→ **TASK DATA**
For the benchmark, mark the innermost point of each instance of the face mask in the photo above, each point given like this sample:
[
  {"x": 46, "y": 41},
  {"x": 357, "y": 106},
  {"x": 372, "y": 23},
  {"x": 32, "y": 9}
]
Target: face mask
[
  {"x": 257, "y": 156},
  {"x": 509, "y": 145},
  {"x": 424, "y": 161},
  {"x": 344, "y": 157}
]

→ **REQUIREMENTS**
Rewrite the items above, changing each "face mask" to "mask" and leaving everything else untouched.

→ **REPLY**
For the benchmark, mark the innermost point of each instance of the mask in the photo above, each point given like this sample:
[
  {"x": 46, "y": 41},
  {"x": 357, "y": 106},
  {"x": 372, "y": 23},
  {"x": 32, "y": 9}
]
Target: mask
[
  {"x": 257, "y": 156},
  {"x": 509, "y": 145},
  {"x": 424, "y": 161},
  {"x": 344, "y": 157}
]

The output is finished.